■ **TO DO**
In the passage on American economic policy, which country did Weyl prefer as a model?

#### EXTRACTED TEXT ####

By the late nineteenth century, America had become the most laissez-faire country in the world. During this period, real wages increased. More importantly, breakthrough technologies changed the world. These include the telephone, AC electricity, the electric light and the mass produced automobile. The increased productivity was met with hostility despite rising real wages. In response to the public anxiety concerning the creation of large companies and naive interpretations of competition as depending upon the existence of small firms (and lack of understanding of Schumpeterian creative destruction and Hayekian coordination) the Populists and advocates of the Social Gospel as well as a range of other advocates (single taxers, socialists, etc.) pressured for increased government intervention. The Progressives, who took the Populist ideas and molded them into a French and European-style format (Weyl prferred the French Republic as a model) lacked the analytical tools to address this question. In particular, the Progressives believed that the creation of large industrial firms was a static reality; that technological and management innovation had reached its apex; and that coordination could be accomplished through "socialist calculation". All of these assumptions turned out to be untrue. However, the Progressive policies had the effect of squashing innovation. Since World War I, the pace of nineteenth century innovation has been seriously dampened. Moreover, since 1971, the unrestricted ability of the Federal Reserve Bank to expand the money supply has resulted in four things.

1. Wall Street has diverted investment capital into decreasingly productive uses, with the process leading to the sub-prime crisis
2. Inflation has reduced real wages
3. There is less innovation because of the diversion of capital away from optimal uses
4. There is increasing income inequality as workers suffer from inflation due to monetary expansion and the stock and real estate markets have been inflated by low interest rates due to the same process. Since the wealthy own stocks and the poor work, Federal Reserve Policy has been distastefully cruel. Theft is wrong. But to institute an ongoing policy of subsidizing the wealthy at the expense of workers is an especially depraved policy.

The end result of this process is the establishment of a new American feudal socialism along the lines of France's. Like the French, America has become an increasingly stratified society, with an elite that benefits from Wall Street's access to Federal Reserve counterfeit. The average productive worker no longer can hope to save to start an entrepreneurial firm because of bloated home costs and taxes, and entrepreneurship and innovation are squashed by big business's monopolization of credit and its diversion into ill conceived real estate development.

#### DATASET EXTRACT ####

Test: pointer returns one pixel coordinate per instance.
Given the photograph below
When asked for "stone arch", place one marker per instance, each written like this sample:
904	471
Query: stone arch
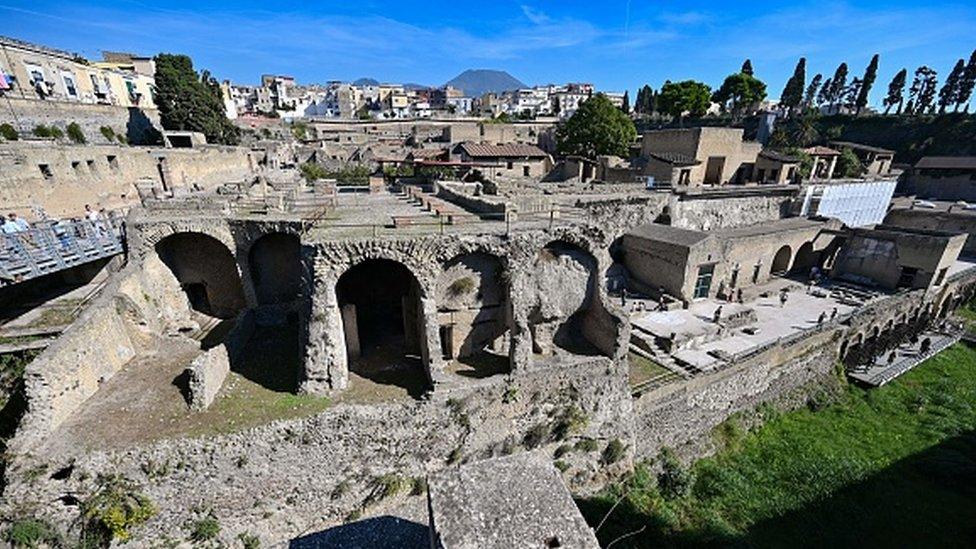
206	271
275	265
564	292
806	259
781	261
383	324
473	314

####

■ **WRITTEN REPLY**
The French Republic.